◆ Given exercise ◆
Quote the lines of the entries below exactly, starting at the line with "Where can the lance pennant" and ending with the line with "pixel 137 228", both of those lines included.

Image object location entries
※ ※ ※
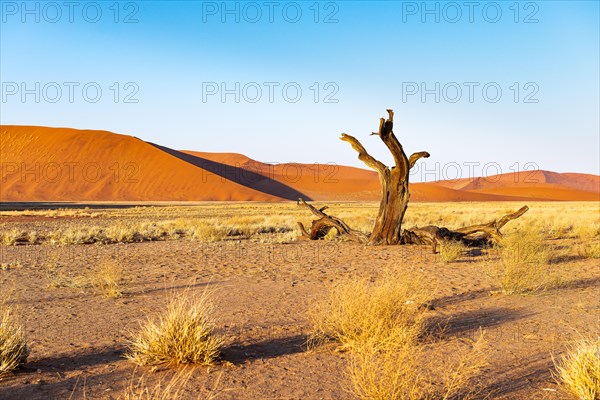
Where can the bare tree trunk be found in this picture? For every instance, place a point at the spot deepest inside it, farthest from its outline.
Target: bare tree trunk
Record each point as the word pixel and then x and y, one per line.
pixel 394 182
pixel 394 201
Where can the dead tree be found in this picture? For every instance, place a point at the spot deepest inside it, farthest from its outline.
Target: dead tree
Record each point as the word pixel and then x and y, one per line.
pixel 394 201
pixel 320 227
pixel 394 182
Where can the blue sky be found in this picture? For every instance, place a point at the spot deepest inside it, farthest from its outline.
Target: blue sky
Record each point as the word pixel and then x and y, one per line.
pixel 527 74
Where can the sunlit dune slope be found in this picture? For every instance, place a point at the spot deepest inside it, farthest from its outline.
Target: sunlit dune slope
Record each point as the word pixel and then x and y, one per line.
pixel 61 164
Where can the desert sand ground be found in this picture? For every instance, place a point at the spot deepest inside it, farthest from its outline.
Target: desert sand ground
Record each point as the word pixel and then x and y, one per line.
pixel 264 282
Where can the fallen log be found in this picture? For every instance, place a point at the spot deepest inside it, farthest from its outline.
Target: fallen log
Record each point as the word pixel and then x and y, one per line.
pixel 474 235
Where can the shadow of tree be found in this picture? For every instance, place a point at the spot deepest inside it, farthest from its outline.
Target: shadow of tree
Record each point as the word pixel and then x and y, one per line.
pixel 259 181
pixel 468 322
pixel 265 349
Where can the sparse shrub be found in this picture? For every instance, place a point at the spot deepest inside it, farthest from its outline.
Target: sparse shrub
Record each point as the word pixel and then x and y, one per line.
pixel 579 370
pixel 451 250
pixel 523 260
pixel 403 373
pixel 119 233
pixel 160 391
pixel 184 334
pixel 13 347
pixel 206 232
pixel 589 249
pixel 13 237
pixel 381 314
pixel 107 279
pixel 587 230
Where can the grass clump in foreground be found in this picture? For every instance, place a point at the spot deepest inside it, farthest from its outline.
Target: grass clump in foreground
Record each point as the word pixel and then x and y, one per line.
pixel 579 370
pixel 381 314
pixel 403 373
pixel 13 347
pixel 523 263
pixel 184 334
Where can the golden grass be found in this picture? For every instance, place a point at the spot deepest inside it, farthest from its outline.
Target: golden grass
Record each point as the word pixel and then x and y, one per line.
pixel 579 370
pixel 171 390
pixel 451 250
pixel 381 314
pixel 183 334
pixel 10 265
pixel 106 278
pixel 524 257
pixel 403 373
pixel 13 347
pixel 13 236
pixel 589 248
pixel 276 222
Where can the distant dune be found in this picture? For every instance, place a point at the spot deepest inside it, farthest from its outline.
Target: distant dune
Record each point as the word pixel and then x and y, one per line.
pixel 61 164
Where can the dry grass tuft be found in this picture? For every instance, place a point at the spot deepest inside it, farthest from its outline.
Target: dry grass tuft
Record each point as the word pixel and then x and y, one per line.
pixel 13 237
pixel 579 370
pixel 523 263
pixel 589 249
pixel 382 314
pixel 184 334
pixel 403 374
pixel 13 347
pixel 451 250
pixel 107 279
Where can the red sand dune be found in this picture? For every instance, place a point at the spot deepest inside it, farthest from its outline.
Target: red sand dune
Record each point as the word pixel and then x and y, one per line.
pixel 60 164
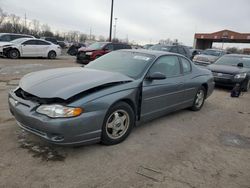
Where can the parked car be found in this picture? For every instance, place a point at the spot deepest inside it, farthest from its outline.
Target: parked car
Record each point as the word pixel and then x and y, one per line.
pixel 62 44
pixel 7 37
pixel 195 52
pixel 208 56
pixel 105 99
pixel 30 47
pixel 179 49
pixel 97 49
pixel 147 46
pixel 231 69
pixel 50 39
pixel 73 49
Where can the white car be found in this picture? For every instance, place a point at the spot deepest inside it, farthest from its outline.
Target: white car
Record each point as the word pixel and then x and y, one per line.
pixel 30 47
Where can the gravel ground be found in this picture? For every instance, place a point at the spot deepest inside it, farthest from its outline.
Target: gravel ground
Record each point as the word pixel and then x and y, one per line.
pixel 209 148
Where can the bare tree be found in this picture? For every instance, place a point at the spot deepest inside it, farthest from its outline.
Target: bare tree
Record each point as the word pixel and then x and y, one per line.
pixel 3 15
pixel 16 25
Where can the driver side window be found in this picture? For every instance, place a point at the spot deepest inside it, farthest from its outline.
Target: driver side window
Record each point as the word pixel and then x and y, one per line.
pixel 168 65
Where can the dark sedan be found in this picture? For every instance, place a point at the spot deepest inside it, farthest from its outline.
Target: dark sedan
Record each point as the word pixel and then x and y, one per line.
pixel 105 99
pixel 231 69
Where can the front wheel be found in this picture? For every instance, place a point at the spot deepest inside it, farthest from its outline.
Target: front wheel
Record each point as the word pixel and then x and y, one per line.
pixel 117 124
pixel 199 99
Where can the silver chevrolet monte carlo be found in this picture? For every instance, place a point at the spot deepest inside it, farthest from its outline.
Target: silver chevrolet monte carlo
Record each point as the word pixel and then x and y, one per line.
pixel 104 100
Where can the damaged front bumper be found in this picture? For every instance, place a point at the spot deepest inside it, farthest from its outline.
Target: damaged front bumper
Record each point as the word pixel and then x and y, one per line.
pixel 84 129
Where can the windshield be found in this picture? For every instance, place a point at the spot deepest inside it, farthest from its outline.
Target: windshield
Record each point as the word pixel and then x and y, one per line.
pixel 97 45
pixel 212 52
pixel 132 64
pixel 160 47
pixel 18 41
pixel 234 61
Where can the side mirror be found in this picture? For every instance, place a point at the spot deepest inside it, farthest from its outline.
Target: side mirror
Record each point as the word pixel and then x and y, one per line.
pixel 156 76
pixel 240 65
※ ※ ※
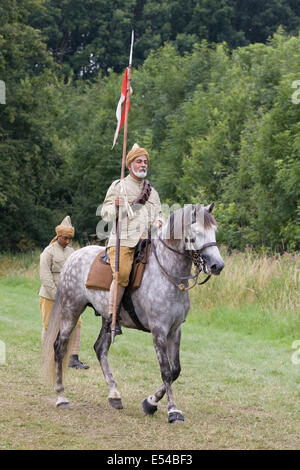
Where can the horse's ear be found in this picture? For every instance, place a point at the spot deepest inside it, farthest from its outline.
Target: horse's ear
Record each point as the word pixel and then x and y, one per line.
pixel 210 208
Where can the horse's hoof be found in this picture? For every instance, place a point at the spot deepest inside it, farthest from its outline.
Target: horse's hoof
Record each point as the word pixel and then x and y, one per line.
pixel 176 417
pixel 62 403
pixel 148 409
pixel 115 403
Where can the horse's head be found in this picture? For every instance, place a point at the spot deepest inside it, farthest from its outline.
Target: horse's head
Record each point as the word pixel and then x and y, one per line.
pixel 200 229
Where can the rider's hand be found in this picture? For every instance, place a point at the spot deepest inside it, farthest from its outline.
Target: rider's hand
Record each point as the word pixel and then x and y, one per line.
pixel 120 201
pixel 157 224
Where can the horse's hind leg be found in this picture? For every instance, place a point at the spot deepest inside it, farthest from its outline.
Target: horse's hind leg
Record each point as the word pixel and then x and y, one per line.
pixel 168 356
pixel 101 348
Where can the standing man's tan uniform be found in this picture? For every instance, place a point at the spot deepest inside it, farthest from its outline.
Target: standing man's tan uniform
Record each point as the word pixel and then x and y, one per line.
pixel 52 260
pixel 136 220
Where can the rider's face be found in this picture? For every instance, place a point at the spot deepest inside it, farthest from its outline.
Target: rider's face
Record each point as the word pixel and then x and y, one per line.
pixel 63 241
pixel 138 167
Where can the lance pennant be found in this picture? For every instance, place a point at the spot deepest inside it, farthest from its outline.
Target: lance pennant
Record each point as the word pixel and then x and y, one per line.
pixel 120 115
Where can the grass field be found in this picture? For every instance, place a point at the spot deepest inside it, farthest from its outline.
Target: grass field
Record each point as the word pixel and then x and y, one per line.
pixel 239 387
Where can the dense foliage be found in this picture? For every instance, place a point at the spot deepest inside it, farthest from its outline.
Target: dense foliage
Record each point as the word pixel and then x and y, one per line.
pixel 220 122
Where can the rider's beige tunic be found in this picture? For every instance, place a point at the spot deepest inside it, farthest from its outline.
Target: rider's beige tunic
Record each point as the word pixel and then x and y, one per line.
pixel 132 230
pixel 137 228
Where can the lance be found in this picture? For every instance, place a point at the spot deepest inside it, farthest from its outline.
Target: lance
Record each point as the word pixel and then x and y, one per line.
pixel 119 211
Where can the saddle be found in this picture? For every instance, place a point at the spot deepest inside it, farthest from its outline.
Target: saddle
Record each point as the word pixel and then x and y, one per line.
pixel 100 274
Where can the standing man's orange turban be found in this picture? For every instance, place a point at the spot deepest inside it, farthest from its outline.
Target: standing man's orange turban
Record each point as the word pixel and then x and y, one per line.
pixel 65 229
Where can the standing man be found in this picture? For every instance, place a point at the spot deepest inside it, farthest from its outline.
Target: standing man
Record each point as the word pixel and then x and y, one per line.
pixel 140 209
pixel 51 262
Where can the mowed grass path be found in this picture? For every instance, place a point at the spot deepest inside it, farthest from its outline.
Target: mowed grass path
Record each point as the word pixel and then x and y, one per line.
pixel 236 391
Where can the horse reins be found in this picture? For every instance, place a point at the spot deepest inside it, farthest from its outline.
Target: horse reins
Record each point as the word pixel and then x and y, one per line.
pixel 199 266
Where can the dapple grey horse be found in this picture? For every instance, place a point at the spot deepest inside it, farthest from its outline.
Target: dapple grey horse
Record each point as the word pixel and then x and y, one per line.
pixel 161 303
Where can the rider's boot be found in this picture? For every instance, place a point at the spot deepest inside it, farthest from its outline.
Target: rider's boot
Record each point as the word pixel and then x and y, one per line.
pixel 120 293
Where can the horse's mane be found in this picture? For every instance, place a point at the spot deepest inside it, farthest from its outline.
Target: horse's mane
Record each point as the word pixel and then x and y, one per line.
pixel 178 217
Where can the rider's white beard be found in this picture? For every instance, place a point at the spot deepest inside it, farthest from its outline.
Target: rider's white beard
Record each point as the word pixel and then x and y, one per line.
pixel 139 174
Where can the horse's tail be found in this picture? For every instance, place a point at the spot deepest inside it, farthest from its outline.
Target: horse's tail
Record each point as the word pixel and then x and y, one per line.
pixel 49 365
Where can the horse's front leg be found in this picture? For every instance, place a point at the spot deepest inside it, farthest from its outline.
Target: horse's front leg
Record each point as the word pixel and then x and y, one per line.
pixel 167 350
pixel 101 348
※ ※ ※
◆ Output for this exercise ◆
Where can the lance pennant be found in this picture? For every instance, place a point at the spot deepest inside it, farthest from its outline.
Target: lance pennant
Record each point as the word pixel and then x and y, one per line.
pixel 120 115
Where can the grass field be found in this picture? For every instance, place a point at the spot deepest inside it, farthest from its outline.
Target: grass field
Record each point as the word pixel and then x and y, one per line.
pixel 239 387
Where can the dense foliage be found in this picture? For every instance, place a point at the spot deepest inside it, farthest from its outline.
Target: dense foliage
Record each point as the word pixel and then x and y, one per line.
pixel 220 122
Where can the rider's beige tunic be found in this picture? For every instance, place a point at the spot deepest inside it, farthest from its outline.
Target: rider's beige tunic
Record each point as the word pixel and then x and y, one per line.
pixel 132 230
pixel 137 228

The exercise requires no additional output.